- **Verilen metin**
╔══

Seller ve heyelanlar, depremler gibi bir doğa olayı. Zaman zaman olmaları kaçınılmaz. Dünyanın oluşumundan bu yana da olmaktalar ama tarihsel dönemlerde bu kadar can ve mal kaybına yol açmıyorlardı. Sorun da burada zaten. Dünyanın nüfusunun artmasına paralel olarak, doğaya daha fazla müdahale edilmeye başlandı. Doğaya yapılan, rant amaçlı, bilim ve tekniğe aykırı müdahaleler hem sel ve heyelanları hem de zararlarını arttırdı.
Ders alınmıyor
Yakın geçmişte yaşanan benzer afetler sonrasında, bu doğa olaylarını afete dönüştüren uygulamalar ve politikalar konusunda ne yazılmadık yazı ne söylenmedik söz kaldı. Gelin görün ki, aynı olaylar artarak devam ediyor ve ülkeyi yönetenler en ufak bir ders çıkarmıyor. Her olaydan sonra, ya vatandaşın cehaletine bağlıyorlar ya da “böyle bir yağış 500 yıldır görülmedi” yalanını piyasaya yeniden sürerek sorumluluktan kurtulmaya çalışıyorlar. Devletin ilgili kurumlarında öyle bir kayıt bulunmaz ve 100 yıl öncesine bile simülasyonla gidilirken, böyle bir söylemi tekrarlayıp duruyorlar.

╚══

- **Materyal alıntıları**
╔══

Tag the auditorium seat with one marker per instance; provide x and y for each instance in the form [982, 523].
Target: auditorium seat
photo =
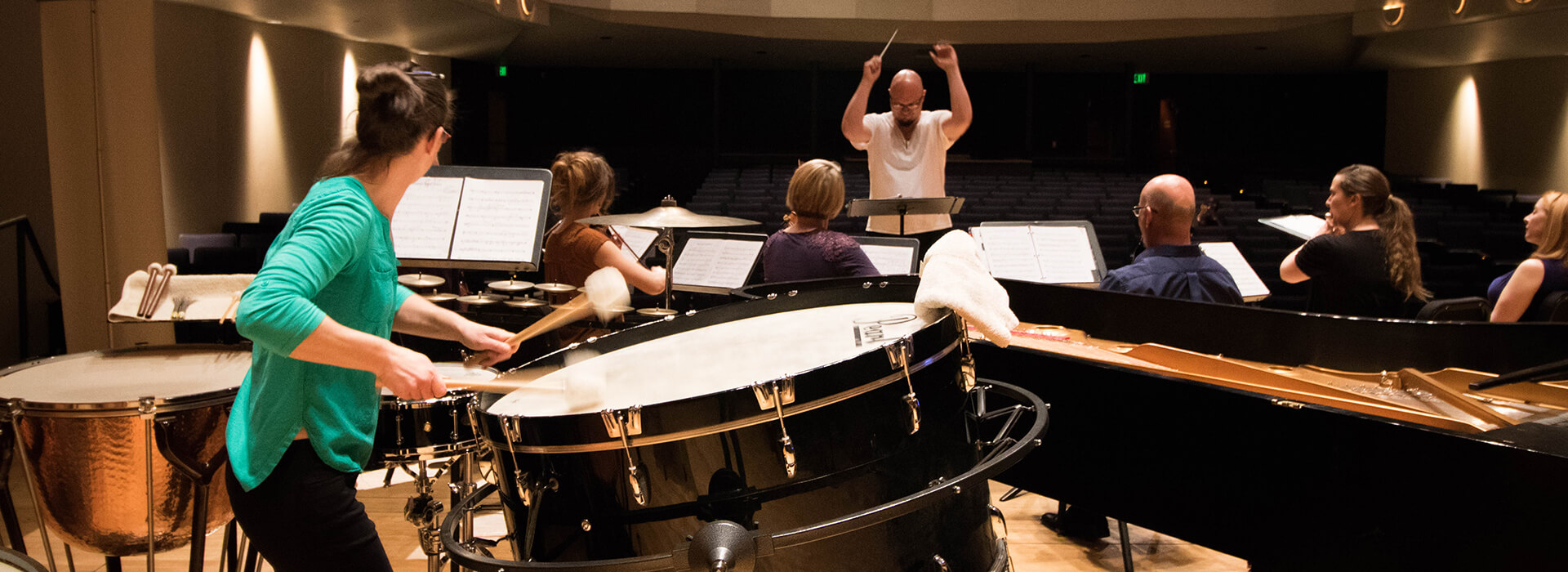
[1554, 307]
[1455, 309]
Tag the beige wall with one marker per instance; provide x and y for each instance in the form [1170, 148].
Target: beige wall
[250, 110]
[24, 172]
[1498, 124]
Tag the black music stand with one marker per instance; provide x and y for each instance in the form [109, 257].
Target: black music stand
[902, 206]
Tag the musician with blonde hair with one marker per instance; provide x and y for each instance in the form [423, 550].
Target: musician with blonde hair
[806, 249]
[1521, 292]
[1363, 261]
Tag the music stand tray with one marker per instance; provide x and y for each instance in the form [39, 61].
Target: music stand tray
[906, 206]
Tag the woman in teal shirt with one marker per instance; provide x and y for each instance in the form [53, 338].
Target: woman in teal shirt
[320, 312]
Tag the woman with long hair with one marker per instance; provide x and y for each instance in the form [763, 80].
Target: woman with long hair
[1521, 292]
[1363, 261]
[806, 249]
[320, 312]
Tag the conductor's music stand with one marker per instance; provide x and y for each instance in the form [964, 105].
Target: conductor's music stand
[902, 206]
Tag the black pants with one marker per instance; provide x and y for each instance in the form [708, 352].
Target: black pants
[305, 516]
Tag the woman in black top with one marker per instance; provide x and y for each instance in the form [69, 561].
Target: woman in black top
[1363, 261]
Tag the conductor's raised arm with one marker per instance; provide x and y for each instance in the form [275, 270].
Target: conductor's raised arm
[853, 124]
[963, 114]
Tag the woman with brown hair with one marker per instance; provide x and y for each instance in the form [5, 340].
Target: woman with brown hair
[320, 311]
[1363, 261]
[806, 249]
[1525, 288]
[582, 185]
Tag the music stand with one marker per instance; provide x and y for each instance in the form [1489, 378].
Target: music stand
[906, 206]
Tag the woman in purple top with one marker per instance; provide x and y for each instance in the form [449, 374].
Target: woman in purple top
[806, 249]
[1521, 292]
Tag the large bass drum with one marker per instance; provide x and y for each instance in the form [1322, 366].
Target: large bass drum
[91, 425]
[773, 414]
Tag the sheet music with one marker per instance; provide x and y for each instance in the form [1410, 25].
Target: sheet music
[422, 223]
[637, 240]
[1300, 226]
[1065, 254]
[889, 259]
[715, 262]
[497, 220]
[1009, 251]
[1241, 271]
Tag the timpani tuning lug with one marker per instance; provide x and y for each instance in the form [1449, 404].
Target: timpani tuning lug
[899, 360]
[626, 423]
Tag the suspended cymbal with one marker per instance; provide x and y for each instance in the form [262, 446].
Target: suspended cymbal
[668, 217]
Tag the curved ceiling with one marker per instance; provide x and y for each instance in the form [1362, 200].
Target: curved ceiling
[1106, 35]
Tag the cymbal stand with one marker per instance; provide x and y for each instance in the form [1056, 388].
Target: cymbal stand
[666, 245]
[424, 512]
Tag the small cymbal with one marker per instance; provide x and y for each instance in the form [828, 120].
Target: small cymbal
[510, 286]
[421, 281]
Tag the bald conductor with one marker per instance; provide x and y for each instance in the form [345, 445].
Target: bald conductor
[906, 148]
[1172, 266]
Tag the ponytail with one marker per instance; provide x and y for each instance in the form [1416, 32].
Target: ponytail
[400, 104]
[581, 177]
[1399, 242]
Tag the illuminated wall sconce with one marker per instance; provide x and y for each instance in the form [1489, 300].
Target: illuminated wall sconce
[1394, 13]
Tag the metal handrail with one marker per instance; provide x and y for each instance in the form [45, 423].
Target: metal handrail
[24, 239]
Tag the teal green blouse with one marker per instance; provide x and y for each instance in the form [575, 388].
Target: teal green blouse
[334, 257]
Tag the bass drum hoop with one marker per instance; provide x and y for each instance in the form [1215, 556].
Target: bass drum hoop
[153, 403]
[976, 476]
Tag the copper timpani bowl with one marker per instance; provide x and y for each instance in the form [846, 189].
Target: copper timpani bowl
[85, 427]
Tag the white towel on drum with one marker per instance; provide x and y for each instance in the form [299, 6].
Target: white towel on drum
[211, 297]
[952, 276]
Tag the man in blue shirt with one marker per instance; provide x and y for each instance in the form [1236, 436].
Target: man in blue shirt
[1172, 266]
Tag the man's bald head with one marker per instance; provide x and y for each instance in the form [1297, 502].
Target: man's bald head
[906, 96]
[1172, 208]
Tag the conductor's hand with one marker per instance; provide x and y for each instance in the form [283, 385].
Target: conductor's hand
[872, 69]
[490, 342]
[944, 57]
[410, 375]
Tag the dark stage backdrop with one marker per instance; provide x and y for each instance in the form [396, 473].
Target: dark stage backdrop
[666, 129]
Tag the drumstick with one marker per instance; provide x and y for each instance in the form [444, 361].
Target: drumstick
[572, 311]
[146, 290]
[514, 380]
[889, 42]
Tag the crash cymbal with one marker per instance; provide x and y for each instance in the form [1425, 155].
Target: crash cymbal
[666, 217]
[421, 281]
[511, 286]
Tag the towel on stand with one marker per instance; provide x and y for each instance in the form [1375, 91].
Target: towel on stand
[954, 278]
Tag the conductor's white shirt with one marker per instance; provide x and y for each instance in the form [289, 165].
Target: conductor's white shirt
[910, 168]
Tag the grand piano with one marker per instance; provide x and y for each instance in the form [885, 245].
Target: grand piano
[1215, 425]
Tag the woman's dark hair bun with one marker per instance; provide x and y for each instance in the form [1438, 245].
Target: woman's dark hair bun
[400, 104]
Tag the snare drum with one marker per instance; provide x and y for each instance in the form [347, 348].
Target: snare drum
[422, 430]
[85, 439]
[772, 413]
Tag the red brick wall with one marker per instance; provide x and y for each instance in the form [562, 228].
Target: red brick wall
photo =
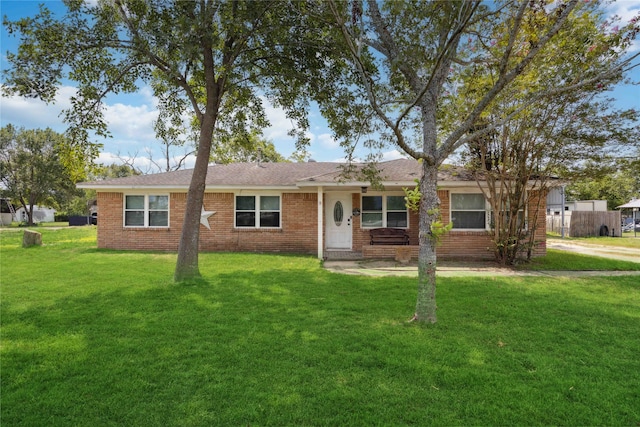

╚══

- **İstenenler**
- a) Sel ve heyelanlarla ilgili metinde bu olaylar hangi doğa olayına benzetiliyor?
- b) Sel ve heyelanlar konulu metinden "Seller ve heyelanlar, depremler" sözcüklerini içeren yerle açılıp "de zararlarını arttırdı." ile kapanan bölümü aynen yazın.
- c) Sel ve heyelanlar üzerine yazılmış metni son cümlesinden sonra sürdürün.

- **Yazılı yanıtlar**
- a) Depremlere.

- b)
Seller ve heyelanlar, depremler gibi bir doğa olayı. Zaman zaman olmaları kaçınılmaz. Dünyanın oluşumundan bu yana da olmaktalar ama tarihsel dönemlerde bu kadar can ve mal kaybına yol açmıyorlardı. Sorun da burada zaten. Dünyanın nüfusunun artmasına paralel olarak, doğaya daha fazla müdahale edilmeye başlandı. Doğaya yapılan, rant amaçlı, bilim ve tekniğe aykırı müdahaleler hem sel ve heyelanları hem de zararlarını arttırdı.

- c)
Peki ne oluyor aslında? Neden olağandan biraz fazla yağmur sele yol açıyor ve afete dönüşüyor? Belli başlı nedenleri yeniden sıralayalım:
Afetlerin sebepleri
Yapılan yasal düzenlemelerle, dere yatakları, derelerin daha önceki yatakları olan taşkın alanları, heyelanlı bölgeler ve fay hatları, imar rantı için kullanıma açıldı. 1950’den bu yana yapılan ondan fazla imar affı ile bu alanlardaki kaçak yapılaşmanın önü açıldı.
Dere yataklarına çok sayıda plansız HES yapıldı. Bunlar yapılırken hassas doğal dengelere müdahale edildi. Bu nedenle, derelerin önüne katıp getirdiği malzeme miktarında büyük artışlar oluştu.
Dere yatakları ya değiştirildi ya da daraltıldı. Dereler beton duvarlar içine hapsedildi. Tekniğe aykırı menfez ve köprüler yapıldı. Olağan dışı bir yağışta dereler eski yatağını bulamaz oldu.
Doğu Karadeniz özelinde, Karadeniz Sahil Yolu ile derelerin önüne set çekildi. Dereler denize özgürce ulaşamaz oldu. Yol imalatı nedeniyle, kot olarak daha aşağıda kalan yerleşim yerlerini sular basmaya başladı.
Deniz dolgusu üzerine Karadeniz Sahil Yolu, havaalanı, stadyum, şehir hastanesi gibi büyük üst yapılar yapıldı. Bu dolgular için çok sayıda taş ocağı açıldı. Taş ocakları, potansiyel sel ve heyelan bölgesi olan Doğu Karadeniz’de doğal dengeye büyük zarar verdi. Buna yoğun madencilik faaliyetlerini de ekleyebiliriz.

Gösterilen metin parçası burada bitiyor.